What to do = In the supplied text on activism against secular people and atheists, where does the interviewee Maruf work?

5.2. Online and Offline Activism against Secular and Atheist

Hefazat-e-Islam, a non-political but activist group of Qawmi educational philosophy, has actively protested various issues that they find controversial in their Islamic religious sentiments. The organization organized a large rally with more than a hundred thousand participants from all over Bangladesh, mainly Qawmi madrasa students and teachers, in Dhaka in 2013, demanding punitive measures against theShahbag protesters as well as the atheist bloggers (Nastik bloggers) who demeaned Islam and the Prophet. Meanwhile, the Shahbag protesters (called Shahbagi) were stigmatized by Hefazat-e-Islam as atheist activists, as atheism has a negative connotation for many Muslims in Bangladesh. The picture shows a rally of Islamist groups protesting against the Shahbag movement, holding a placard reading (Figure 1).

Figure 1. During the protest in Dhaka in 2013, few activists of Hefazat-e-Islam showed a placard with a text—“Spare dogs and cats, but kill the atheists”. Source: Facebook, 2020.

“Spare dogs and cats

But kill the atheists.”

Muslims in Bangladesh harbor a deep-rooted resentment against atheists. This is not necessarily a statement made by Islamic activists, but a sentiment shared by people from different economic and educational backgrounds. Social media has recently helped fuel anger against atheists and seculars. The text on the poster explicitly expresses hatred for atheists by saying that stray animals deserve better treatment than atheists. In the Bangladeshi context, stray animals such as cats and dogs are mistreated on the streets on many occasions, such as with stones, sticks, and hot water without compassion. The poster’s statement reflects those atheists are among the stray animals and their killing is justified from their point of view. The poster also states that atheism is undesirable in the country and the atheists should be exiled because they believe the country is a Muslim majority nation. A 29-year-old interviewee, Maruf, who works in a jewelry store in Dhaka and has completed 8th grade, shared his feelings and emotions about Facebook and atheism in Bangladesh in a detailed interview. He said, “These people (atheists) should be hanged to death because they are enemies of the country and religion. This is a country of Muslims, and they always talk against Muslims. They hate Islam and want to destroy Islam in this country... and I have seen many posts on Facebook that betray their intentions. These atheists are vile people and are trying to make this country a part of India. As a Muslim, I cannot let this happen, it is our duty to save this country... Bangladesh is a country for Muslims and Islam should be the only religion.” This statement argues several contemporary issues, including atheism and anti-Indian sentiments, with the intention of developing an Islamic sentiment in conjunction with nationalism. This young Muslim is extremely faithful to his religion even though he never attended a religious school. In Bangladesh, religious sentiments do not originate in religious schools (such as madrasas); rather, these sentiments are prevalent in society and are practiced in the daily lives of many working-class Bangladeshi Muslims.

(Dataset entries)
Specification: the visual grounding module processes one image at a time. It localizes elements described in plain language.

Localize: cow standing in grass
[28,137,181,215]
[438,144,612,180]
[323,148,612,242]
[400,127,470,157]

Output below = In a jewelry store in Dhaka.